**EXCERPT**
It is extremely challenging even to watch a play performed in a genre you have never witnessed before, in a language – Sanskrit – you are not familiar with, with a form that is unique and content drawn majorly from the theory of classical Sanskrit drama. Leave alone writing about the play and its performance, the technical intricacies, and the story it narrates over the two hours of performance.

Piyal Bhattacharya is responsible for training the actors, directing the sets and prop designs along with Moumita Sankhari, and presenting the play in its finished form, of Marga Natya. He has studied everything there is to know to define this form, which he says is ‘practised as a guru-shishya parampara system of training under the Drama Section of the Sangeet Natak Akademi’.

The Lotus Consent is explained in great detail in the programme catalogue which spells out the characters and their significance within the performance, and the story according to the rigid rules of Bharata’s Natya Shastra through the seven functions as follows: Angik which refers to expression through the body, Vachik meaning elocution and speech or dialogue, Sattvik or the spiritual element, Geet standing for lyrics and song, Vadya, signifying musical instruments, Aharya, the function of eating, and Sajja meaning relaxation.

Bhattacharya has taken these basic principles to create the practice of Marga Natya through performance theatre.

The Lotus Consent presents what may be rightly described as a one-man performance, where the same actor performs different roles, even at the same time, with his dialogue or monologue in Sanskrit, with a little Hindi thrown in.

He performs as the Nandi to open the play with an invocation of Lord Shiva. Once that is over, he turns into the Sutradhar (the one who holds the thread of the play from beginning to end) who is a common character in all Sanskrit plays, and then evolves into Beeta, another constant character in classical Sanskrit drama who, however, has a distinct name – Samvatsara.

As Beeta he is a microcosm of the middle class, becoming a messenger carrying the message of love as and when necessary, and narrates the backdrop and a brief synopsis of the play.

The “Lotus” in the title stands for a real lotus, handed over to Beeta to carry to Devasena as a token of the love of Muladeva, King of Pataliputra, who has fallen in love with Devasena, his wife’s sister who lives in Ujjain. Muladeva is a happily married man, yet he is desperate to unite with Devasena. The play negotiates the journey and the adventures Beeta must traverse in order to reach Devasena, and get her consent through the Lotus.

So, we are introduced to different characters with expertise in different fields but with human follies of their own.

**REQUIRED TASKS**
a - Name the functions of Bharata's Natya Shastra that the article on The Lotus Consent lists.
b - Rewrite the article on The Lotus Consent from "As Beeta he" up to and including "through the Lotus.", changing "messenger" to "courier".
The lines that come next are separate material and are not part of the article on The Lotus Consent.

**INFORMATION PROVIDED**

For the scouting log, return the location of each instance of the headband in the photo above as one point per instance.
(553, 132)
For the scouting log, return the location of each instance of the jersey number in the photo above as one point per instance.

**RESULTS FOR EACH TASK**
a - Angik, Vachik, Sattvik, Geet, Vadya, Aharya, Sajja

b -
As Beeta he is a microcosm of the middle class, becoming a courier carrying the message of love as and when necessary, and narrates the backdrop and a brief synopsis of the play.

The “Lotus” in the title stands for a real lotus, handed over to Beeta to carry to Devasena as a token of the love of Muladeva, King of Pataliputra, who has fallen in love with Devasena, his wife’s sister who lives in Ujjain. Muladeva is a happily married man, yet he is desperate to unite with Devasena. The play negotiates the journey and the adventures Beeta must traverse in order to reach Devasena, and get her consent through the Lotus.